Given task: Extend the article below on Seattle's jump in income inequality, writing the passage that follows its last sentence.

Document section:
▬▬▬▬▬▬

In 2016, Seattle hit an all-time high for a commonly used measure of income inequality, known as the Gini index. And if you’re worried about Seattle turning into the next San Francisco, this won’t set your mind at ease: Last year marks the first time we’ve matched the City by the Bay for this particular statistic.
The U.S. Census Bureau has been calculating the Gini index for every place in the nation since 2006. The index is expressed as a number from 0 to 100, with a higher number indicating a more unequal distribution of household incomes.
For example, a place with perfect equality — if such a place existed — would score 0, meaning every household had the exact same income. Conversely, an index of 100 would mean total inequality — one household earned all the income.
Seattle’s Gini index had always been between 48 and 49, without much change from year to year. And, in fact, it had seemed to be trending slightly downward since 2011.
But in 2016, it shot up to 50.4, a jump of nearly 3 points from 2015. Among the 50 largest U.S. cities, that’s the second-biggest increase, slightly behind Fresno, California.
This also marks the first time Seattle had a Gini index higher than 50. Income inequality here is now on par with San Francisco, with an index of 50.3 last year.
What’s behind the hike in Seattle’s Gini index last year? The answer will surprise no one: The rich got richer.
The average income for the top 20 percent of Seattle households — that’s about 64,000 households — shot up by more than $40,000 last year, hitting $318,000. They took home 53 percent of all the income earned by city residents, up nearly 3 percentage points from 2015.
Meanwhile, the bottom 20 percent of households, along with households in the middle, saw their share of the total income decline.
This may sound like the poor got poorer — or, for that matter, that Seattle’s move toward a $15 minimum wage isn’t helping those households at the bottom. But that’s not what the data show. Household incomes at the bottom remained unchanged last year. There were also slight increases in income for middle-earning households.
The reason income inequality got worse is that the gains made by high-income households were so big that the gap between the rich and everyone else widened.

▬▬▬▬▬▬

Provided data:
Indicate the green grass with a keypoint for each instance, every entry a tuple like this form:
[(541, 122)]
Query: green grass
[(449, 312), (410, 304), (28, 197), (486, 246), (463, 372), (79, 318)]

▬▬▬▬▬▬

Result of the task:
The situation is hardly unique to Seattle.
“What you’re seeing in Seattle is consistent with what we have seen in this country for virtually the entire period since the 1970s,” said Heidi Shierholz, policy director for the Washington, D.C.-based Economic Policy Institute, a pro-labor think tank.
In the post-World War II period, income inequality was declining. But at some point in the 1970s, wage stagnation set in for lower- and middle-income workers, while the top tier of earners began pulling away from everyone else.
Economists point to a variety of reasons for this. Shierholz believes none is more significant than the decline of unions, and not just because union jobs have higher pay and better benefits.
“When you have a high share of workers who are unionized, that also helps nonunion workers,” she said. “If an employer knows their workers could go to a union job and get better wages, they actually have to improve the wages in their own workplace.”
Shierholz said that improving labor laws and standards, and better enforcement of them, is key to reducing income inequality nationally. Seattle, she noted, has taken one such step at the municipal level by increasing the minimum wage.
She also applauds the city’s ongoing attempt to institute an income tax on high earners. “We’ve seen this rising inequality in pretax income,” Shierholz said, “but as the tax code has become less progressive, it’s increased even further the post-tax inequality.”
Legislation creating the tax was passed by the City Council in July, but several lawsuits have been filed to block its enactment.
With last year’s big increase in its Gini index, Seattle now ranks 18th for income inequality among the 50 largest U.S. cities. That’s a big jump from 2015, when we ranked 31st.
Even so, we’re still far behind the city with the worst income inequality, and a Gini index of 57.5: Miami.